*EXTRACT TO READ*:
_ _ _ _ _

Manifold Learning for Jointly Modeling Topic and Visualization

Authors: Tuan Le, Hady Lauw

AAAI 2014 | Conference PDF | Archive PDF | Plain Text | LLM Run Details

Reproducibility Variable Result LLM Response
Research Type Experimental Comprehensive experiments on several real-life text datasets of news articles and web pages show that SEMAFORE significantly outperforms the state-of-the-art baselines on objective evaluation metrics.
Researcher Affiliation Academia Tuan M. V. Le and Hady W. Lauw School of Information Systems, Singapore Management University, 80 Stamford Road, Singapore 178902 {vmtle.2012@phdis.smu.edu.sg, hadywlauw@smu.edu.sg}
Pseudocode No The paper describes the generative process and model fitting steps using textual descriptions and mathematical equations, but it does not include a structured pseudocode block or algorithm.
Open Source Code No The paper does not contain any statement or link indicating that the source code for the described methodology is publicly available.
Open Datasets Yes We use three real-life, publicly available datasets1 for evaluation. 20News contains newsgroup articles (in English) from 20 classes. Reuters8 contains newswire articles (in English) from 8 classes. Cade12 contains web pages (in Brazilian Portuguese) classified into 12 classes. These are benchmark datasets frequently used for document classification. 1http://web.ist.utl.pt/acardoso/datasets/
Dataset Splits No The paper mentions generating five samples for each dataset and using a sixth sample as a test set, but it does not provide specific details on training/validation splits within these samples (e.g., percentages or counts for a dedicated validation set).
Hardware Specification No The paper does not provide any specific details regarding the hardware used to conduct the experiments.
Software Dependencies No The paper mentions using a 'quasi-Newton' method for optimization and setting hyperparameters, but it does not list any specific software libraries, frameworks, or their version numbers.
Experiment Setup Yes We set the hyper-parameters to α = 0.01, β = 0.1N and γ = 0.1Z following (Iwata, Yamada, and Ueda 2008). When unvaried, the defaults are number of topics Z = 20, neighborhood size k = 10, and regularization R with λ = 1.

_ _ _ _ _

*SUPPLIED RECORDS*:
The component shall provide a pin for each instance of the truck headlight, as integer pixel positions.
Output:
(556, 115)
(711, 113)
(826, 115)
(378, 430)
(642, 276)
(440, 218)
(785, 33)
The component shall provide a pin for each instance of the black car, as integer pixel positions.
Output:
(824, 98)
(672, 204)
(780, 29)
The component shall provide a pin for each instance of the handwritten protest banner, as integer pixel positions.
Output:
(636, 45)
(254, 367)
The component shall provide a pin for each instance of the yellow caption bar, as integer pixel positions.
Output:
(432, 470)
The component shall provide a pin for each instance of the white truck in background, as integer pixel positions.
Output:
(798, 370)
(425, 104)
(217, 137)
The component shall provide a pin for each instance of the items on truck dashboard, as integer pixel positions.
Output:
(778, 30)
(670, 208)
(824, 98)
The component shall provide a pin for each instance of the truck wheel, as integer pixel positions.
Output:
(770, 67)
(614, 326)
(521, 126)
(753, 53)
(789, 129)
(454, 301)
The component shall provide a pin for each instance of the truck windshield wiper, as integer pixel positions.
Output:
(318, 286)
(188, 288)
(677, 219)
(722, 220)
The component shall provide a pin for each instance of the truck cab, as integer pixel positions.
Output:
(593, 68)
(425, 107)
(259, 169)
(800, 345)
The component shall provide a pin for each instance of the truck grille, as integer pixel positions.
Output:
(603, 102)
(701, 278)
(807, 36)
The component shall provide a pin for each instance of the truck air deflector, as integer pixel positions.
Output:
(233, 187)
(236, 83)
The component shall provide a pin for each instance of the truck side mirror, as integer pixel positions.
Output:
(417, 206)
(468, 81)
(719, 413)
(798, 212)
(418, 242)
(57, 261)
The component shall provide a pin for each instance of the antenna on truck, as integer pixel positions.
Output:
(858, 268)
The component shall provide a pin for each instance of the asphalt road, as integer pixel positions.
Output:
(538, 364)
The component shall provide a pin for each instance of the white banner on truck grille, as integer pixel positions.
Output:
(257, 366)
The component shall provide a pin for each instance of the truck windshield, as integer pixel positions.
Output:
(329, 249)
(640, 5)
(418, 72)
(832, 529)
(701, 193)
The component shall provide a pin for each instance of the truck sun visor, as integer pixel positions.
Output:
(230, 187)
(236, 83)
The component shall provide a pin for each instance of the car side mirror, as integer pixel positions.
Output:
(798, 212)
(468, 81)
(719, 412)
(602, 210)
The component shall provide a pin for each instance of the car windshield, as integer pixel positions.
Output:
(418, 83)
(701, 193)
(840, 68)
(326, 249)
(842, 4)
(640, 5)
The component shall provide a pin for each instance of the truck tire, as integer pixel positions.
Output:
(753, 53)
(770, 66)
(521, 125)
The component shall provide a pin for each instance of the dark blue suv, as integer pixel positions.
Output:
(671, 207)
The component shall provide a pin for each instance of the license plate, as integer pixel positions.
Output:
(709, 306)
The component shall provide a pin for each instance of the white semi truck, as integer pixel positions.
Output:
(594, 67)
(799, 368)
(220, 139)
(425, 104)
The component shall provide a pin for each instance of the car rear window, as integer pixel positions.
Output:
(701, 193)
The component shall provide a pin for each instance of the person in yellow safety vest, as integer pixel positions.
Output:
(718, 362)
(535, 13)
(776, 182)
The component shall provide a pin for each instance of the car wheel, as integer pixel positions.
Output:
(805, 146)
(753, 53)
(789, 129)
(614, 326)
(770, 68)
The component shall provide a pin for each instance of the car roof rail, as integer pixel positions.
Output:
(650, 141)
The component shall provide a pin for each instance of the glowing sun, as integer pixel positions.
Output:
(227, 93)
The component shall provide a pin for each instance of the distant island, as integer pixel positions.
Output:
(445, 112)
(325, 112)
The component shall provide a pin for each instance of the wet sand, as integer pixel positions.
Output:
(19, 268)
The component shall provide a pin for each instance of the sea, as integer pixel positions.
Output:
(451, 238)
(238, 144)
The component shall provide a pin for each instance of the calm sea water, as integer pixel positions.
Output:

_ _ _ _ _

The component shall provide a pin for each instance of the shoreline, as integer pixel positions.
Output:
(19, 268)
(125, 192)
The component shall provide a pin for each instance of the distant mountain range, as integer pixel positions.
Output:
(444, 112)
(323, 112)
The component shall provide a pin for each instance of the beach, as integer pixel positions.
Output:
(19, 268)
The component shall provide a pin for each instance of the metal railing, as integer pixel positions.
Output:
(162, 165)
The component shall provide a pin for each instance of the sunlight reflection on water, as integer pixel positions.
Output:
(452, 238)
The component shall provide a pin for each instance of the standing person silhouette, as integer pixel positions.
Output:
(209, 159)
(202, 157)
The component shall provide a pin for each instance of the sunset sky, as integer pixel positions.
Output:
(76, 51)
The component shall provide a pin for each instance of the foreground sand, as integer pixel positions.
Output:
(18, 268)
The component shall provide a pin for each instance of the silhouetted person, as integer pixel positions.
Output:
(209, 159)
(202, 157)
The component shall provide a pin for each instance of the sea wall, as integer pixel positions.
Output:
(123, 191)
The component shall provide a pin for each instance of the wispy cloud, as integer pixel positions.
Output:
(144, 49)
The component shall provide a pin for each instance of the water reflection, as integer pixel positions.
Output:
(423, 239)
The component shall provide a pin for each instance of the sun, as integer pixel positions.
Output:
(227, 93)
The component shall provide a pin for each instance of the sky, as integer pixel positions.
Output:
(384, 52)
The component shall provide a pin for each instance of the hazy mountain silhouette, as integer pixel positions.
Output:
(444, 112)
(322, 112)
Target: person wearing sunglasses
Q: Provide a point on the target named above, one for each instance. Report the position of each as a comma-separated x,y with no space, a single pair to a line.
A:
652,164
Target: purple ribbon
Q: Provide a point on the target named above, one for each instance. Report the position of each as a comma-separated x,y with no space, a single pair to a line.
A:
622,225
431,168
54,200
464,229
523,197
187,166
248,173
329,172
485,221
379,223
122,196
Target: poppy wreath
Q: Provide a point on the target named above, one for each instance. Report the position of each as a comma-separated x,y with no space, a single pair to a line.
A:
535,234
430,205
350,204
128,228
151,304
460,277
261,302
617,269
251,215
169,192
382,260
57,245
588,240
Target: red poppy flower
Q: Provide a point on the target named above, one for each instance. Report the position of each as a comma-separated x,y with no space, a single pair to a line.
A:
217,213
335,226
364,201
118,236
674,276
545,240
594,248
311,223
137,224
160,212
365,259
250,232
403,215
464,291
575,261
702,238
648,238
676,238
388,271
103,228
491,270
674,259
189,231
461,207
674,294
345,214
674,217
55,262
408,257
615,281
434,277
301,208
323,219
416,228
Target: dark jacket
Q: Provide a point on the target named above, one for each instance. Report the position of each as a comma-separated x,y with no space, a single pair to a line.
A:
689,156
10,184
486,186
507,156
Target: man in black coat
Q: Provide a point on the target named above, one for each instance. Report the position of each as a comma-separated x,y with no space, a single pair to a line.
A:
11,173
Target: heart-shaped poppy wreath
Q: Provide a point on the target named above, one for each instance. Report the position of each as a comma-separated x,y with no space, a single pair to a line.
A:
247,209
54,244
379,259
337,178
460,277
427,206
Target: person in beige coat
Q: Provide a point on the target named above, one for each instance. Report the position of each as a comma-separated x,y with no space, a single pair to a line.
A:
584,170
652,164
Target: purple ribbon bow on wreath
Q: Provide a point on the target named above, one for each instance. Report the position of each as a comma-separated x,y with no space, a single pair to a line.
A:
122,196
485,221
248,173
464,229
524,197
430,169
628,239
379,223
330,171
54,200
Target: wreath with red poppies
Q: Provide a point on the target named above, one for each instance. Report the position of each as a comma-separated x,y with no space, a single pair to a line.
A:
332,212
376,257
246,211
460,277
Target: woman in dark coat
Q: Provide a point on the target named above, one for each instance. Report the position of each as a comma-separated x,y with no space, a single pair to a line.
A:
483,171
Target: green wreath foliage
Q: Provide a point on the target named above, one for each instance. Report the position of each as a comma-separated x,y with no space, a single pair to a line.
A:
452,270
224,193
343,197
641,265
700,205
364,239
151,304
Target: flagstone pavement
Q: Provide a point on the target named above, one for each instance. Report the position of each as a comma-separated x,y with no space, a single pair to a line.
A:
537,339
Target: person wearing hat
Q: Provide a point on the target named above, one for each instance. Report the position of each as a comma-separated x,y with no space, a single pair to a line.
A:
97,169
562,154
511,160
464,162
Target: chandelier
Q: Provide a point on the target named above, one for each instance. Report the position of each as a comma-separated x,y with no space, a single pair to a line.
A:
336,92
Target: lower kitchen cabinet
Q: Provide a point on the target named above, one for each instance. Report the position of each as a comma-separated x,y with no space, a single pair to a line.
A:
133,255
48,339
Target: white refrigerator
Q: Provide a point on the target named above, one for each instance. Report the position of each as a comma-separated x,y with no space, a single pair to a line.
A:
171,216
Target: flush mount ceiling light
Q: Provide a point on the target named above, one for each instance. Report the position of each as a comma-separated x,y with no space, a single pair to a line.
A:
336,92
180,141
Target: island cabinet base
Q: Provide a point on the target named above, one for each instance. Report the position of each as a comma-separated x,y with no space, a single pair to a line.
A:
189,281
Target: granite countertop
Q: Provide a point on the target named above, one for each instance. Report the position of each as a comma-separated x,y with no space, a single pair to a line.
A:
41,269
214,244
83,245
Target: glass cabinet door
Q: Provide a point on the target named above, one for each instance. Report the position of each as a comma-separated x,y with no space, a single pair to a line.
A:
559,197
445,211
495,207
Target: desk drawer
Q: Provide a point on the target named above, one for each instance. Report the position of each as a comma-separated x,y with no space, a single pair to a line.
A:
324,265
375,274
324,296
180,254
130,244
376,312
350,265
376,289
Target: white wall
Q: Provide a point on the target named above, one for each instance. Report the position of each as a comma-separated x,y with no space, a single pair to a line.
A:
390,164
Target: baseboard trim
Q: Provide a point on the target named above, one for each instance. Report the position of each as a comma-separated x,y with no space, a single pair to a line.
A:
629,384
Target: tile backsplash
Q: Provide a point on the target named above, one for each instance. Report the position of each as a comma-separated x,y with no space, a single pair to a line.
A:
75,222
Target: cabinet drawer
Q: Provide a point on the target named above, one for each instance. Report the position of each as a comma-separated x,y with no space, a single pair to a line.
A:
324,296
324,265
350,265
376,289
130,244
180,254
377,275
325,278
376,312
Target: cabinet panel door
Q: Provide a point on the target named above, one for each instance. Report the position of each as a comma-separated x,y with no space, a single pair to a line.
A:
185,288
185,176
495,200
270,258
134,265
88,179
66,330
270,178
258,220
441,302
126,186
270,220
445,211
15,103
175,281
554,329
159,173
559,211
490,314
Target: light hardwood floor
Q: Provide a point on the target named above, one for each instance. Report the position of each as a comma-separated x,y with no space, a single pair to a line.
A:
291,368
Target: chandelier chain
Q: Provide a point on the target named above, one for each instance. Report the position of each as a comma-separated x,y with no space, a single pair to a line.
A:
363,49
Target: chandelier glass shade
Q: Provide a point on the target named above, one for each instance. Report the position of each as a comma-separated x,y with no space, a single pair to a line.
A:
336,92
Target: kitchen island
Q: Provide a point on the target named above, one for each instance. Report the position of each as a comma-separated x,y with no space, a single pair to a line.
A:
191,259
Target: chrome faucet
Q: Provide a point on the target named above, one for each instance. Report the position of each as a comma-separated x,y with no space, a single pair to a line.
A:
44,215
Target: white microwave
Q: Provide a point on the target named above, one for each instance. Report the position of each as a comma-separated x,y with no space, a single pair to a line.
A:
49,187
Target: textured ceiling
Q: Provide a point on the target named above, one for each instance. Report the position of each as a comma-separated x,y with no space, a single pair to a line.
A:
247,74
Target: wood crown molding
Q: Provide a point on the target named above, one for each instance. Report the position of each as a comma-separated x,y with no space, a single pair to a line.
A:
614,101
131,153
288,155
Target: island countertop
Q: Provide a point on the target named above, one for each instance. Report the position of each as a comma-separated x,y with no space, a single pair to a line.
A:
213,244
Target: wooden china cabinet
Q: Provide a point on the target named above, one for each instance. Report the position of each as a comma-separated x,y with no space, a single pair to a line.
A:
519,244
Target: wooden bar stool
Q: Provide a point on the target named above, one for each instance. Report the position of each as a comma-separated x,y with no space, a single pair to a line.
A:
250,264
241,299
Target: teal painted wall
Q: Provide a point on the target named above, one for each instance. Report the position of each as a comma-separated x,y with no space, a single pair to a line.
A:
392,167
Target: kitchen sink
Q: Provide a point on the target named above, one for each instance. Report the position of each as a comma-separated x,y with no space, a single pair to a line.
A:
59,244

_ _ _ _ _

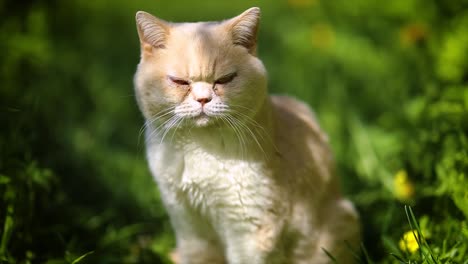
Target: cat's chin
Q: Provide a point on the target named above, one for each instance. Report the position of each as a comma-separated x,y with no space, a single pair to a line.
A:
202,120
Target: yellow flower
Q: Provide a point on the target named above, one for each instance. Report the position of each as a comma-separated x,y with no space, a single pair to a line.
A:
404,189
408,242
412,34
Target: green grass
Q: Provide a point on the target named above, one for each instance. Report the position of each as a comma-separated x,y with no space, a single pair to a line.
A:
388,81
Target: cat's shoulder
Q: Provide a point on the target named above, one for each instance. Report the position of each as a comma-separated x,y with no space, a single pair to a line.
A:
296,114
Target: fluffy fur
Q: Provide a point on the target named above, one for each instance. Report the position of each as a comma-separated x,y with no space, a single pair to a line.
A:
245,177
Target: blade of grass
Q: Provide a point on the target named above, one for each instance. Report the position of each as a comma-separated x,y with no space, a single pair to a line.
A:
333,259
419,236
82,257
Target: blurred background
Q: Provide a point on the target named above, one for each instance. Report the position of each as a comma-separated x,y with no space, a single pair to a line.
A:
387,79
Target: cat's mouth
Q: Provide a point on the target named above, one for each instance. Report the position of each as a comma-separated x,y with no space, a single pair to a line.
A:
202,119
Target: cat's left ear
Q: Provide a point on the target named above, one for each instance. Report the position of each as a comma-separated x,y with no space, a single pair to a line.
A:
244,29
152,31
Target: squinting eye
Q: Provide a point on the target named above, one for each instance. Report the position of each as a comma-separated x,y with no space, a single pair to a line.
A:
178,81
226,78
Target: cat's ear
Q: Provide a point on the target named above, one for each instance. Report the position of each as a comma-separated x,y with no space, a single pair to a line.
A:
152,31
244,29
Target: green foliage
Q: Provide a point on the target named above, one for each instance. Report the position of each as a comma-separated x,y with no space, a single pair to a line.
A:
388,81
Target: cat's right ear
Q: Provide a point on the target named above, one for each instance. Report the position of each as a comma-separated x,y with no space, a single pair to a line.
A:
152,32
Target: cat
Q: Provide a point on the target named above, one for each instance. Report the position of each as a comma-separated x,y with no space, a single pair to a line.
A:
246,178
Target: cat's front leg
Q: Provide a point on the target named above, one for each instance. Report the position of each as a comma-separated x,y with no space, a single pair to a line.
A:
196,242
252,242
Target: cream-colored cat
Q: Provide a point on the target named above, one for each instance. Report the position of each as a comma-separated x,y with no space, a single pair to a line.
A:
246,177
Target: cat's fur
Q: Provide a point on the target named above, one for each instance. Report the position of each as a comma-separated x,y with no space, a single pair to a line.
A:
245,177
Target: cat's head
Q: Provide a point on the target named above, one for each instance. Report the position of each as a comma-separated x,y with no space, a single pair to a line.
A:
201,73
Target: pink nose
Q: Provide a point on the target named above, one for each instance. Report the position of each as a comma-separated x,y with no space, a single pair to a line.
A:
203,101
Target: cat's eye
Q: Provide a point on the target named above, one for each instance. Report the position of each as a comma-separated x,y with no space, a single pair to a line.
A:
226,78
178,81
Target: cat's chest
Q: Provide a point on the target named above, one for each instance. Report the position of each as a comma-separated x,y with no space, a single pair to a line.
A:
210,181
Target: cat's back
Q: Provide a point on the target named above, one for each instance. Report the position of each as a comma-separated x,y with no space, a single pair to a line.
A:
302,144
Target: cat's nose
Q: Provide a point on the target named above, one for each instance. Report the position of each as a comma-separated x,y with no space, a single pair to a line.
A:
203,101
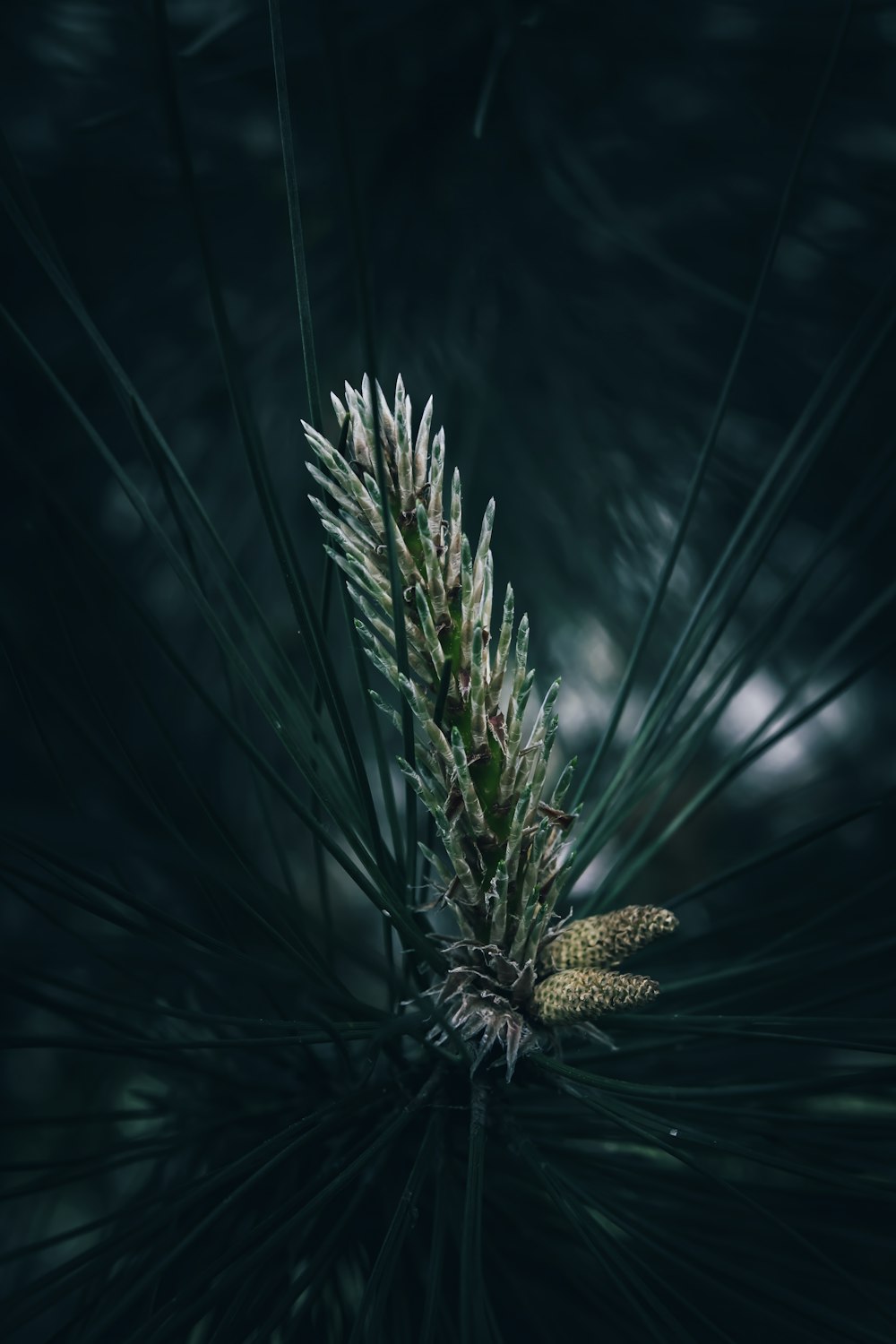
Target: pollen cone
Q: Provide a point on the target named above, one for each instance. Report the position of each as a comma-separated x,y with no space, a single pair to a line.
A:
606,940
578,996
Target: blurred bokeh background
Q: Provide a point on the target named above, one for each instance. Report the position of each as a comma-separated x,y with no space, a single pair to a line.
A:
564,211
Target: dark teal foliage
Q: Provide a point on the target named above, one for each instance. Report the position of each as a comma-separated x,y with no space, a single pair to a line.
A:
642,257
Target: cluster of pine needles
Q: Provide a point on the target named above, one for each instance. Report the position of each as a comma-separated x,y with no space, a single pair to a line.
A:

_ _ _ _ _

*PROBLEM SET*:
1. Transcribe the reproducibility report from "Software Dependencies No" to "with λ = 1.".
2. Name each variable in the reproducibility report whose result is "No".

*ANSWERS FOR THE EXERCISE*:
1.
Software Dependencies No The paper mentions using a 'quasi-Newton' method for optimization and setting hyperparameters, but it does not list any specific software libraries, frameworks, or their version numbers.
Experiment Setup Yes We set the hyper-parameters to α = 0.01, β = 0.1N and γ = 0.1Z following (Iwata, Yamada, and Ueda 2008). When unvaried, the defaults are number of topics Z = 20, neighborhood size k = 10, and regularization R with λ = 1.

2.
Pseudocode
Open Source Code
Dataset Splits
Hardware Specification
Software Dependencies